The exercise | Write out all of the lines in the items below again, requests included, and scale every point coordinate in the answers by 2.1, rounding to whole numbers with halves going up. Leave the pictures out.

Dataset items on object pointing
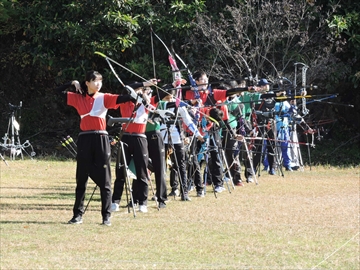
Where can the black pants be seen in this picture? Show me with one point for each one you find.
(156, 149)
(135, 147)
(194, 172)
(232, 160)
(178, 166)
(269, 151)
(215, 162)
(93, 160)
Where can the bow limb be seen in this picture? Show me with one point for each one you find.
(177, 79)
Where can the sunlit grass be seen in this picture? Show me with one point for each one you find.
(303, 220)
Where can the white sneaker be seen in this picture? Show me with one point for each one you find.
(143, 208)
(115, 207)
(219, 189)
(226, 179)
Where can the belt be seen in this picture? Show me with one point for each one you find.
(152, 132)
(102, 132)
(135, 134)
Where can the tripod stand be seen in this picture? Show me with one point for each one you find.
(121, 163)
(176, 152)
(218, 159)
(1, 156)
(12, 138)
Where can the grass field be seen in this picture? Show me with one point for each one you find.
(304, 220)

Problem solution |
Where can the black pants be seen in this picture? Show me with one point for each one you find.
(328, 313)
(284, 309)
(407, 361)
(487, 336)
(374, 349)
(565, 317)
(452, 340)
(195, 336)
Where can the bow limb be seen in this picture? Show me with one point for each one you find.
(372, 166)
Where can the sunlit grass be seen in this picture? Show me with one point for each one you find.
(636, 462)
Where can the white sneaker be seen in this picture? Show me with one point for each one you find.
(300, 437)
(242, 435)
(460, 397)
(475, 376)
Where can the belt be seen in this picture? Show me with one point for each one you find.
(319, 277)
(214, 277)
(284, 281)
Where can the tripod stand be seen in this picture? Show me with one point for each one you find.
(254, 342)
(370, 319)
(458, 334)
(2, 328)
(25, 290)
Where can the grass field be seen in this picture? Show me with one point for each one you find.
(638, 462)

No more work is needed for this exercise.